Trecho selecionado.
Será que era disso que estávamos precisando: se reencontrar, dar valor às coisas simples da vida, poder reconhecer a importância do essencial e nos encantar e maravilhar novamente com isso?
Olhar de criança
As crianças têm essa capacidade se de surpreender com a vida e proteger e nutrir esse sentimento é uma das tarefas educacionais que os adultos nunca devem esquecer de realizar, proporcionando assim às crianças a oportunidade de se maravilhar com a beleza que a vida e a experiência oferecem.
Quando crianças ficamos maravilhados com as pequenas coisas, ficamos encantados diante de uma flor, da lua cheia, da chuva que cai, de um doce gostoso. Ao crescer, esta habilidade parece que se perde e nada é mais emocionante e entusiasmante.
Com o tempo, o adulto começa a se tornar mais rígido, pragmático, às vezes cínico.
Ele acha que aprendeu tudo, que conhece o suficiente para saber como o mundo funciona, tudo se torna óbvio, insignificante, cansativo, ele pensa que não serve lutar por um ideal de uma sociedade justa e ética, pois não vale a pena, não terá resultado, então se fecha na própria “zona de conforto” e tende a reprimir o sentimento de surpresa e maravilha que o levaria à liberdade, à curiosidade, ao interesse e à motivação para criar algo novo e sair da mesmice.
Emoção da surpresa
A surpresa é uma das seis emoções definidas como primárias e fundamentais e consideradas universais, (Paul Ekmann e Frieser – 1992) quer dizer que todas as pessoas manifestam e conseguem reconhecer. Mas o que é mais interessante é que a emoção da surpresa pode ser definida como o precursor de todas as outras emoções, ela põe a curiosidade em movimento; nosso sistema de atenção é estimulado e transmite a direção à nossa capacidade cognitiva, preparando-nos para querer descobrir, aprender e aprofundar algo novo.

Itens armazenados
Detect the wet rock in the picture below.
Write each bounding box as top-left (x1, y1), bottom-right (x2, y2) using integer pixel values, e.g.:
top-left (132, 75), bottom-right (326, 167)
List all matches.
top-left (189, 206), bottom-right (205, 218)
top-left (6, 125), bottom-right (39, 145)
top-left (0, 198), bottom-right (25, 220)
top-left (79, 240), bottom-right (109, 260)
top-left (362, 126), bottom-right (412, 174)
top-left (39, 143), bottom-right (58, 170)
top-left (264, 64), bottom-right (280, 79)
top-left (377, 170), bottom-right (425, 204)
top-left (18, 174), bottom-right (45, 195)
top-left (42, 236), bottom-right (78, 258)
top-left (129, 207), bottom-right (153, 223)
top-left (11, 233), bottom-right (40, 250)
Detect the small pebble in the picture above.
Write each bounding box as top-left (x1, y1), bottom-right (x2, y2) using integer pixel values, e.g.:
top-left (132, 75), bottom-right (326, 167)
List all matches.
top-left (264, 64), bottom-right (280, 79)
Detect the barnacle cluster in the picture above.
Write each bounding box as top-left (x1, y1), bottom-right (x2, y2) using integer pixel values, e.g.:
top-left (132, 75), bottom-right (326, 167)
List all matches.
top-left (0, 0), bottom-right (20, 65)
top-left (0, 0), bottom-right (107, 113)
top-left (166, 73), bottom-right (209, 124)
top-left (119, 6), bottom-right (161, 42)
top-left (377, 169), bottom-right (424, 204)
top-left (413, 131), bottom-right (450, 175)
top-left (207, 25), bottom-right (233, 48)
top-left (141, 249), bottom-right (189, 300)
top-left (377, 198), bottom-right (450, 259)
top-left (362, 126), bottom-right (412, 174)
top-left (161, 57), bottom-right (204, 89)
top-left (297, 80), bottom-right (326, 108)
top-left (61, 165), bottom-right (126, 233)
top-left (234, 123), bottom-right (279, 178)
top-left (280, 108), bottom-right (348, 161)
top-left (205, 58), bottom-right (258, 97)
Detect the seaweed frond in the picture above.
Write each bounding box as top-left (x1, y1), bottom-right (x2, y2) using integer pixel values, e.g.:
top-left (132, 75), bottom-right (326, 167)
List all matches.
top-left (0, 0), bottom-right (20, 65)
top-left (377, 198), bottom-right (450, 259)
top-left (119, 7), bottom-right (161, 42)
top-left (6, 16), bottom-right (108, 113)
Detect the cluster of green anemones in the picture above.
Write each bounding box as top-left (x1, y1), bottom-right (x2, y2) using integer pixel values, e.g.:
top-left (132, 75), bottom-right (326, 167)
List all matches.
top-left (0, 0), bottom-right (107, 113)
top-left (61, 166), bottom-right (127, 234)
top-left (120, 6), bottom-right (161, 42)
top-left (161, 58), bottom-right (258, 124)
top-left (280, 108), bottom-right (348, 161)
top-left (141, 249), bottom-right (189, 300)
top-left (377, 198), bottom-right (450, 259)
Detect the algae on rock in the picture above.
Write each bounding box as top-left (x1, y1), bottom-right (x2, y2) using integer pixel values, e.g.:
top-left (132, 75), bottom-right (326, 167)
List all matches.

Sua tarefa. Reproduza o trecho sobre o encantamento e a surpresa entre "Quando crianças ficamos" e "emocionante e entusiasmante.", inclusive.

Resposta à tarefa.
Quando crianças ficamos maravilhados com as pequenas coisas, ficamos encantados diante de uma flor, da lua cheia, da chuva que cai, de um doce gostoso. Ao crescer, esta habilidade parece que se perde e nada é mais emocionante e entusiasmante.